__Deine Aufgabe__:
Ermittle, wie viele Zeilen der Einträge unten das Wort „nightstand“ enthalten, und gib nur diese Zahl an. Groß- und Kleinschreibung ist zu beachten.

- - - -

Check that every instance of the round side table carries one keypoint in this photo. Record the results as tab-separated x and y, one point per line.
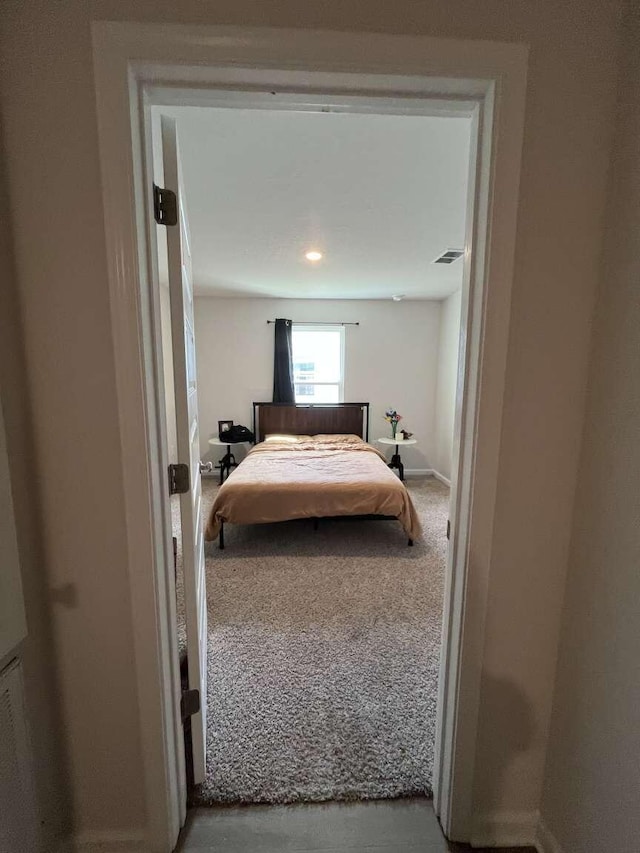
396	461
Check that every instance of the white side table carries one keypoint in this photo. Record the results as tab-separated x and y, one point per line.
228	461
396	461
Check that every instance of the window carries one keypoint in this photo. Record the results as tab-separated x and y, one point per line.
318	363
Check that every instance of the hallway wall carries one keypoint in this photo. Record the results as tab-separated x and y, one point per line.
49	108
592	779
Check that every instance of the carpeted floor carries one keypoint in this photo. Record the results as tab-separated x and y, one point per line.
323	657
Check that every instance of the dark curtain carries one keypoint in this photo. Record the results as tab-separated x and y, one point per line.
283	390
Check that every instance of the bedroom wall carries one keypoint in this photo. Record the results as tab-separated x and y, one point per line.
447	383
390	360
593	777
68	392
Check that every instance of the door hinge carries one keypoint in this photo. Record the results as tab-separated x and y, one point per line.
178	479
189	703
165	206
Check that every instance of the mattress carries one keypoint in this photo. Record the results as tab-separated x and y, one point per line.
286	478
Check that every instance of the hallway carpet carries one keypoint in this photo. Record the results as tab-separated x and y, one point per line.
323	657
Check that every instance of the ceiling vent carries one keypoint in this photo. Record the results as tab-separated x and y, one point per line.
449	256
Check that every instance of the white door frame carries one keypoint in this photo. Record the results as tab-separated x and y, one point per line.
137	65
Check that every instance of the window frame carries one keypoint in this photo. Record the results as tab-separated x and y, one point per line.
321	327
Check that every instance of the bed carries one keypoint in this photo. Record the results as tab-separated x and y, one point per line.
311	461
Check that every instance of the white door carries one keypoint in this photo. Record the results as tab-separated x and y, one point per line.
188	439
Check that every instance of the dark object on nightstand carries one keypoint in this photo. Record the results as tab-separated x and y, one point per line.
223	430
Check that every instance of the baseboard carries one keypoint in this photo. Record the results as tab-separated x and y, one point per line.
506	829
546	842
109	841
440	477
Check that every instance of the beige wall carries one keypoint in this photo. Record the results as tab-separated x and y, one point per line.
447	383
390	360
593	775
36	652
52	156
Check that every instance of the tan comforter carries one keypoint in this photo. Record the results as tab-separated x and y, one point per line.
310	478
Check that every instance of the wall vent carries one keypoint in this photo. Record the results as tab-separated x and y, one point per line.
449	256
18	832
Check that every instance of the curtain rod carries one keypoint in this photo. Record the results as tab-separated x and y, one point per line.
316	323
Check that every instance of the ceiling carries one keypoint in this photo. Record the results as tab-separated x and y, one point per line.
380	196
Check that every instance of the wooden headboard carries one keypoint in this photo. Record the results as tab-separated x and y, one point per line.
310	419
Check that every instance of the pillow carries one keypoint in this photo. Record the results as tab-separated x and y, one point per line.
287	439
338	438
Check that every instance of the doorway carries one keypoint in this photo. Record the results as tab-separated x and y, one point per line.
450	77
324	649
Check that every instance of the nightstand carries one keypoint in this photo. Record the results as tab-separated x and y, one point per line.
396	461
228	461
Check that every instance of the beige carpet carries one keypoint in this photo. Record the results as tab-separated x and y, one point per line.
323	657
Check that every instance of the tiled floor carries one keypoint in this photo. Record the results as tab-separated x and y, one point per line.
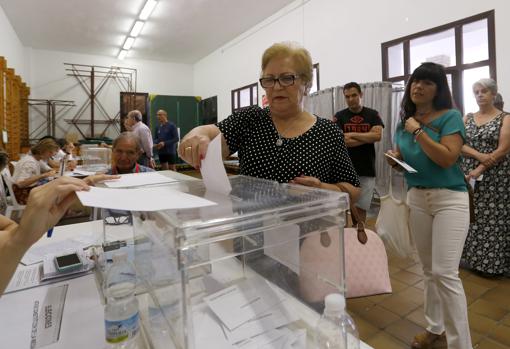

- - - -

__Antwort__:
2